-- START Dataset records --

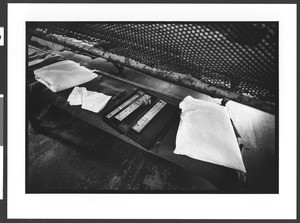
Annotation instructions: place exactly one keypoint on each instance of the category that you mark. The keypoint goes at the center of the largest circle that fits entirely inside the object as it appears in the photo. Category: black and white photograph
(149, 111)
(152, 107)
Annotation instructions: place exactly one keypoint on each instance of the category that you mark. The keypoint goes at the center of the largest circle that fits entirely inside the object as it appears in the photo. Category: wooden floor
(76, 157)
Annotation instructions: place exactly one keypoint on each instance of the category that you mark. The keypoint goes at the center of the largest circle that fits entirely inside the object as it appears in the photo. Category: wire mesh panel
(238, 57)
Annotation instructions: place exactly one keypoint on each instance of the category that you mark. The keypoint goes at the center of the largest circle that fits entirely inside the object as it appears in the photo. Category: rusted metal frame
(185, 80)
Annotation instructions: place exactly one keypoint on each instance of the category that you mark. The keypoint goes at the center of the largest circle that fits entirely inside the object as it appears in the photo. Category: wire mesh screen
(240, 57)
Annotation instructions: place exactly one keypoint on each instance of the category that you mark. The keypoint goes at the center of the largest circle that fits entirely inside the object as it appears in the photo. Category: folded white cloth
(89, 100)
(206, 133)
(77, 95)
(63, 75)
(95, 101)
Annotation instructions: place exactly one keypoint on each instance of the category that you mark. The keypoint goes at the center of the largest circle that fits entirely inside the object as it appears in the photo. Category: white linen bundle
(63, 75)
(205, 133)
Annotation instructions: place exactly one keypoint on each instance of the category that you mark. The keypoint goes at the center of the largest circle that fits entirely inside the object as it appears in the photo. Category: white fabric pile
(63, 75)
(89, 100)
(205, 133)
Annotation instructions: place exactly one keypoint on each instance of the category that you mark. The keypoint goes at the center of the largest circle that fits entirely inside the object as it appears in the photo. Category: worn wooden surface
(76, 157)
(258, 131)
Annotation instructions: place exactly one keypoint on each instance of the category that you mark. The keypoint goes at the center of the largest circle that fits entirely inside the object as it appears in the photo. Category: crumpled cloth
(205, 133)
(63, 75)
(76, 96)
(89, 100)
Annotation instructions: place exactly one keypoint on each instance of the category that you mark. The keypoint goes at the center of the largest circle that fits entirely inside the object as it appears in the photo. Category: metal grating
(239, 57)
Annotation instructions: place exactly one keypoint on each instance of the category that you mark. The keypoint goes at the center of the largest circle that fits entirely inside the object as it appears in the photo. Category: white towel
(206, 133)
(90, 100)
(95, 101)
(76, 96)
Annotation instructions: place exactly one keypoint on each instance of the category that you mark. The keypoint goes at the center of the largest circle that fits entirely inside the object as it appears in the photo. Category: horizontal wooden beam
(185, 80)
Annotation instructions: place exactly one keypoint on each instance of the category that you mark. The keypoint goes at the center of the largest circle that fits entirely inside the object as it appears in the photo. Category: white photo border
(151, 206)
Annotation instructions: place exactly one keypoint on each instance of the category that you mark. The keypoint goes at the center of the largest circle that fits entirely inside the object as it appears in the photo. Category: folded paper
(206, 133)
(63, 75)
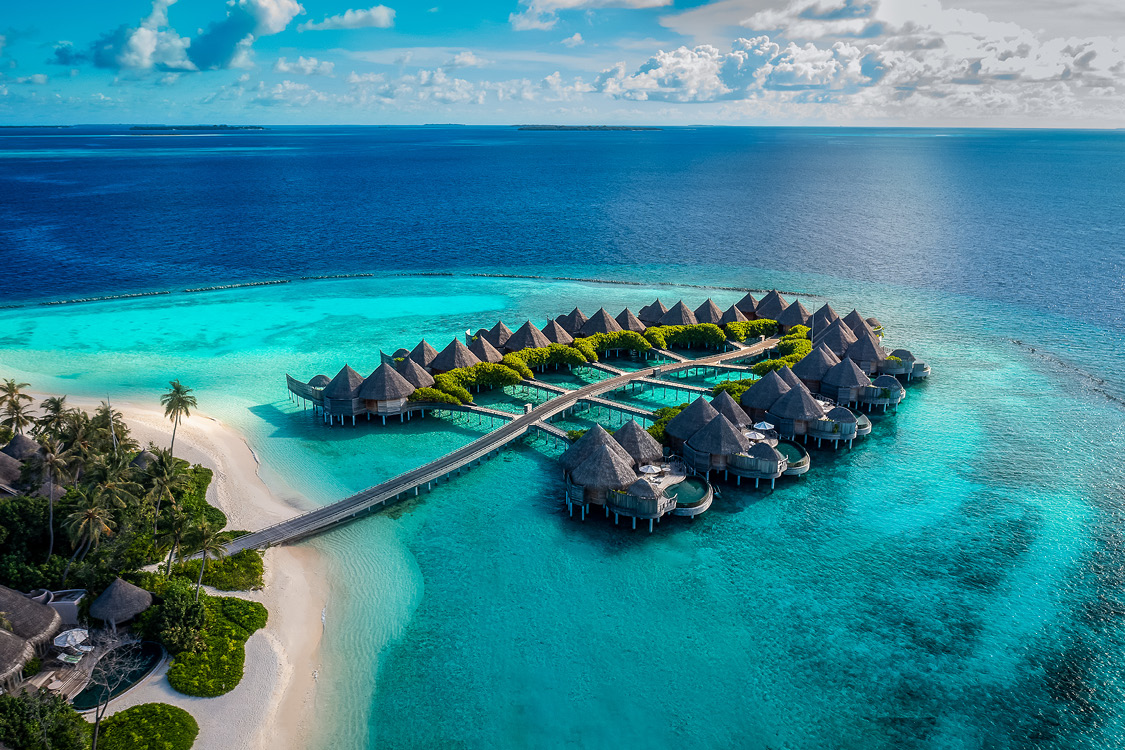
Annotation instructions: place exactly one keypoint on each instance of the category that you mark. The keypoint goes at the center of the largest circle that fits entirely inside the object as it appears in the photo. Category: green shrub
(149, 726)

-- END Dataset records --

What to do: Rewrite all of the material above with every "keypoint" changed to "marker" and nothing else altered. Leave the pictures out.

Right answer:
Annotation instructions: place exactly one marker on each instance of the category that you mark. The marker goes at the center of the largest circle that fits entirely inside the object as it appears in the photo. Category: black and white photograph
(149, 111)
(152, 107)
Annotation instructions: place exactly one marker on each instance of the category that you mark. The marker goes at the center of the largest circle that fits entirely inside the object as it appears in the photo. Category: wooden floor
(76, 157)
Annotation instructions: place exactly one marker on each instance of the category that you mark. The marker goes at the center of the largest circle that fits entirely inside the object as it appears in the photo. Category: wire mesh panel
(238, 57)
Annotation instructions: place exactly one marker on each instance of the category that you mark. The marker goes at the center of the largest circle that fits entirely inside the object as it appears in the photo. Category: rusted metal frame
(185, 80)
Annotation instructions: place exactly one marker on each instance of the category that you mark. The marker goes at the center of the largest circle that fits entirely inside the object as it appears in the photo. Category: wire mesh screen
(240, 57)
Annotation instructions: place exactly one marker on each instance of the category that you mark. The marker goes at the center of the largest circle that fits entirely inside the object as it appears in the photo. Category: folded white cloth
(89, 100)
(206, 133)
(77, 95)
(63, 75)
(95, 101)
Annotation instructions: place exactly one marker on each instance of the category that you mark. The marker goes at the center of the largest circle that fits entirely inside the object as it appears in the photo. Category: white linen bundle
(63, 75)
(205, 133)
Annotation instructions: place exactly one marker on each instance of the category that you mark. The marker goes at the center of the largest circle that fits entirely inside the object as it appears in the photo. Category: white fabric pile
(63, 75)
(89, 100)
(205, 133)
Annotation instructions: place exactly one marker on each instance of the category that you mark. The marker goes at the center of the largest circle that fits entirely inside the object as it appears in the photo. Category: worn wooden surface
(76, 157)
(258, 131)
Annotation instructions: place exactly one marker on each instance of the category that you mark. The marker goes at the center of the largest circle that fits entirely inside the object as it appears in the photo. Category: crumpled cloth
(205, 133)
(63, 75)
(76, 96)
(89, 100)
Annotation instructions: place exactly one marker on each instance of the category that you mark. The marker goes at the center of the largest circle that fits entirely inside the object as it appears in the photo. Category: metal grating
(239, 57)
Annotation instructions: place exactly one marker on each instance of the category that you mark. The marker goes at the center of the largest circle that fits entirely inside the object as it appears in the photo. Category: white towel
(206, 133)
(90, 100)
(95, 101)
(76, 96)
Annotation instructions: place exactly one marker on each instance of the category that you mark. The marker goes at the center of the largest circle that fits entirely inside the object as it appears in the photo. Category: horizontal wooden beam
(185, 80)
Annotation instructions: place exactly one marker on each instance of the category that you mark. The marker goes at the center of the largest circle that fits entirely inside the object as it appears in the photo. Category: white photo border
(151, 206)
Annotation instructions: place exactly one marker on each instance of the category that you mark. The marker goes at the center of the largest circle that fits entirely inside the object as it appears in the photo. Category: folded paper
(206, 133)
(63, 75)
Annotation instructions: place exactly one marker on each instance of the category that you mark. The marker goes at the center of the largest circle that fits entirely inside the object as it appears in the photo. Category: green shrub
(149, 726)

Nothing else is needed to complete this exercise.